ITEMS:
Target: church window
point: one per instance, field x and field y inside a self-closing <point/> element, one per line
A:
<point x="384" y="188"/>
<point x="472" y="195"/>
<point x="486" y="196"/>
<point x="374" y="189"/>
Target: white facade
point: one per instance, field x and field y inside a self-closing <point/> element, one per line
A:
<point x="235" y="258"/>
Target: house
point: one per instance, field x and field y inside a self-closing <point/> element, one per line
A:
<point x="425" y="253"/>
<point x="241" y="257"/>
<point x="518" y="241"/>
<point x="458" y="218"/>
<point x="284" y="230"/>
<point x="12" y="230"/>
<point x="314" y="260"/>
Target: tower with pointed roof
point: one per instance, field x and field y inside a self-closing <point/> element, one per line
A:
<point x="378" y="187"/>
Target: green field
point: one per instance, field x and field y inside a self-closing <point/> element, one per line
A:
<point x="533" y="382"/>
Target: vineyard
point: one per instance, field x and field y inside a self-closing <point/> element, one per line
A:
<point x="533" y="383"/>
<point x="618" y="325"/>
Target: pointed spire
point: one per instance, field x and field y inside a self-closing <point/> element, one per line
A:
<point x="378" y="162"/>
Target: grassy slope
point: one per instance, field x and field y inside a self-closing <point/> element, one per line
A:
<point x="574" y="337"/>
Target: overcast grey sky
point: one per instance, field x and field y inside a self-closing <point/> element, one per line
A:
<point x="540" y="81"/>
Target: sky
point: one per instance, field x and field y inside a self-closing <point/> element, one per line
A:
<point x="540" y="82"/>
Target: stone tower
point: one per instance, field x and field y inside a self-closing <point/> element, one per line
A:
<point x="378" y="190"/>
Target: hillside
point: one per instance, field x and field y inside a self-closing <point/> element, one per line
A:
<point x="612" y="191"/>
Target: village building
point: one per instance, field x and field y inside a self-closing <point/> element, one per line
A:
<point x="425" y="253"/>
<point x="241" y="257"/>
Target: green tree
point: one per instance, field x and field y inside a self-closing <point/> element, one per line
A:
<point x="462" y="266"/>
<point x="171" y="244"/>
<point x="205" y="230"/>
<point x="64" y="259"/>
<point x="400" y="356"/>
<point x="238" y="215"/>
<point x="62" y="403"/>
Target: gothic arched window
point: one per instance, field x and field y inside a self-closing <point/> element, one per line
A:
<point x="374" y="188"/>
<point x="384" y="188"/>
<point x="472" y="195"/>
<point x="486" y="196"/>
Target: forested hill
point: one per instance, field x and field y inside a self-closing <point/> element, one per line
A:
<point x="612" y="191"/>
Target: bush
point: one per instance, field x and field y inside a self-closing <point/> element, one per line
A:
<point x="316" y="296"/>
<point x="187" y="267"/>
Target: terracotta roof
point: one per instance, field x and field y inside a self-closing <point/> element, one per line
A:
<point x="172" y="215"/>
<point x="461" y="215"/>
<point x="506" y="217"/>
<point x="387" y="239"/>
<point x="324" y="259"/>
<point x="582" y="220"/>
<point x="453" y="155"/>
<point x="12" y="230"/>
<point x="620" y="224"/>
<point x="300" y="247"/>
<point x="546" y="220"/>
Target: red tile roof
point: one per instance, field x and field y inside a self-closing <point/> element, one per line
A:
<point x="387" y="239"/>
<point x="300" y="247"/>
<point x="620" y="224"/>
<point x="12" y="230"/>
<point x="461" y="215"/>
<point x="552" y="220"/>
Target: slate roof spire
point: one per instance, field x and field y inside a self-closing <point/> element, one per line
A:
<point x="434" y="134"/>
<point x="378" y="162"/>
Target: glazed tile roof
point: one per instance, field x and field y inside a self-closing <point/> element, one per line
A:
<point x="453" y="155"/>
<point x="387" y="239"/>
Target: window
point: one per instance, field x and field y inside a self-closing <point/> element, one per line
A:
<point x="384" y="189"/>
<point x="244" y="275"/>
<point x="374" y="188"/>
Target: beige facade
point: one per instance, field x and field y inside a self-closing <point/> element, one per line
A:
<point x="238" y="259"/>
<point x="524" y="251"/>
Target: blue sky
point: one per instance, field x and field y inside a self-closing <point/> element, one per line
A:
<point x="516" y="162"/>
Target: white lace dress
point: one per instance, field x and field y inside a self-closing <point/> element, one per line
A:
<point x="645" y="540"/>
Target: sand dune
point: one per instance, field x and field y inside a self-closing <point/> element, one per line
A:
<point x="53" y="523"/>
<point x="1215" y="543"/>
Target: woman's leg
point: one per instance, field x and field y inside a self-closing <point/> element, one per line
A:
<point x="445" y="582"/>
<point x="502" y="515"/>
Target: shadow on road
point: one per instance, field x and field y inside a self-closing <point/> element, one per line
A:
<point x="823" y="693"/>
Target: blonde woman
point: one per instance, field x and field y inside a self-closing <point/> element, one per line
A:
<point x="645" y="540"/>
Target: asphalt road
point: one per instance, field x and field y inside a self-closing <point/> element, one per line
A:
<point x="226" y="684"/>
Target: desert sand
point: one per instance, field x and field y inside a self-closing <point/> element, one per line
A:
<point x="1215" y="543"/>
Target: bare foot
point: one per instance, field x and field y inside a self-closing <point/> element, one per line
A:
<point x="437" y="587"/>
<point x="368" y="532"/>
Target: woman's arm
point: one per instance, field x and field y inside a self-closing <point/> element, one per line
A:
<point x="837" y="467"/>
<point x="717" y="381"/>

GIVEN PROBLEM: Update every one of the records above by changing "self-closing" to "empty" wherever it occurs, keeping everything else the same.

RESPONSE TO THE EXERCISE:
Target: church window
point: one per instance, field x and field y inside a empty <point/> element, one per line
A:
<point x="384" y="188"/>
<point x="472" y="195"/>
<point x="486" y="196"/>
<point x="374" y="189"/>
Target: white facade
point: one per instance, field x and field y inside a empty <point/> element, one per line
A:
<point x="235" y="258"/>
Target: house
point: one per instance, field x and field y inside a empty <point/> element, one per line
A:
<point x="425" y="253"/>
<point x="241" y="257"/>
<point x="518" y="241"/>
<point x="458" y="218"/>
<point x="284" y="230"/>
<point x="12" y="230"/>
<point x="314" y="260"/>
Target: tower with pointed roof
point: one per instance, field x and field y inside a empty <point/> element, one per line
A:
<point x="378" y="187"/>
Target: green field
point: one per instance, field x and field y inside a empty <point/> element, one per line
A:
<point x="533" y="382"/>
Target: vineyard
point: one per instance, field x and field y inside a empty <point/> element, one per line
A:
<point x="533" y="383"/>
<point x="618" y="325"/>
Target: pointed spire
point: one per instance, field x and field y inside a empty <point/> element, one per line
A:
<point x="378" y="162"/>
Target: grassy slope
point: one per instance, field x and field y inside a empty <point/> element, one per line
A:
<point x="574" y="337"/>
Target: overcast grey sky
point: one per instance, field x and field y inside a empty <point/> element, one per line
A:
<point x="540" y="81"/>
Target: sky
point: one per instance, field x and field y inside a empty <point/> element, one per line
A:
<point x="540" y="82"/>
Target: stone tower
point: one per instance, field x and field y inside a empty <point/> element, one per line
A:
<point x="378" y="190"/>
Target: hillside
point: one per instance, field x and field y inside a empty <point/> element, one per line
A:
<point x="612" y="191"/>
Target: village building
point: one per instance, field x and field y inside a empty <point/> element, one per line
A:
<point x="425" y="253"/>
<point x="241" y="257"/>
Target: green tree
point: one per instance, field x and field y inside a empty <point/> element, one per line
A:
<point x="462" y="266"/>
<point x="171" y="244"/>
<point x="205" y="230"/>
<point x="64" y="259"/>
<point x="400" y="356"/>
<point x="238" y="215"/>
<point x="62" y="403"/>
Target: gothic arched window
point: one per instance, field x and field y inside a empty <point/> element, one per line
A:
<point x="374" y="188"/>
<point x="384" y="188"/>
<point x="472" y="195"/>
<point x="486" y="196"/>
Target: forested hill
point: one per instance, field x and field y inside a empty <point/> element, one per line
A:
<point x="612" y="191"/>
Target: bush
point: one per instance, field x and field y inside a empty <point/> element, one per line
A:
<point x="316" y="296"/>
<point x="187" y="267"/>
Target: terracotta roof
point: one per instance, field x and field y inside a empty <point/> element, one per line
A:
<point x="172" y="215"/>
<point x="461" y="215"/>
<point x="506" y="217"/>
<point x="387" y="239"/>
<point x="324" y="259"/>
<point x="582" y="220"/>
<point x="453" y="155"/>
<point x="12" y="230"/>
<point x="620" y="224"/>
<point x="300" y="247"/>
<point x="546" y="220"/>
Target: red tile roof
point: one per instance, field x and field y inside a empty <point/> element, one per line
A:
<point x="387" y="239"/>
<point x="300" y="247"/>
<point x="620" y="224"/>
<point x="12" y="230"/>
<point x="461" y="215"/>
<point x="552" y="220"/>
Target: slate roof spire
point: one per instance, field x and field y inside a empty <point/> element, one per line
A:
<point x="434" y="134"/>
<point x="378" y="162"/>
Target: glazed tile roof
point: one per instance, field x and field y inside a empty <point/> element, one per line
A:
<point x="453" y="155"/>
<point x="387" y="239"/>
Target: window
point: one per instance, field x and field y inside a empty <point/> element, one per line
A:
<point x="384" y="189"/>
<point x="244" y="275"/>
<point x="374" y="188"/>
Target: beige facade
point: one per instance, field x and field y inside a empty <point/> element, one per line
A:
<point x="238" y="259"/>
<point x="524" y="251"/>
Target: blue sky
point: one per instance, field x and field y inside a empty <point/> element, one per line
A:
<point x="516" y="162"/>
Target: white lace dress
point: one per instance, field x and field y inside a empty <point/> element, one per line
A:
<point x="645" y="540"/>
Target: sand dune
point: one per instance, field x and field y inside a empty <point/> element, one per line
A:
<point x="53" y="523"/>
<point x="1215" y="543"/>
Target: woman's leg
point: one per instance, field x and field y inside a empty <point/> element, one per line
A:
<point x="445" y="582"/>
<point x="502" y="515"/>
Target: shadow on road
point: one per instance, field x and field y inside a empty <point/> element, one per line
A:
<point x="823" y="693"/>
Target: blonde woman
point: one per instance, field x and field y inside a empty <point/> element, one per line
A:
<point x="645" y="540"/>
Target: asphalt road
point: one per instance, field x and field y inside a empty <point/> element, one per line
A:
<point x="226" y="684"/>
Target: desert sand
point: one per instance, field x and field y inside a empty <point/> element, one per line
A:
<point x="1215" y="543"/>
Target: bare foot
point: one per instance, field x and field y inside a empty <point/> element, one per line
A:
<point x="437" y="587"/>
<point x="368" y="532"/>
Target: woman's arm
point: one per instance, field x and field y inside a empty <point/> element, one per line
A:
<point x="837" y="467"/>
<point x="717" y="381"/>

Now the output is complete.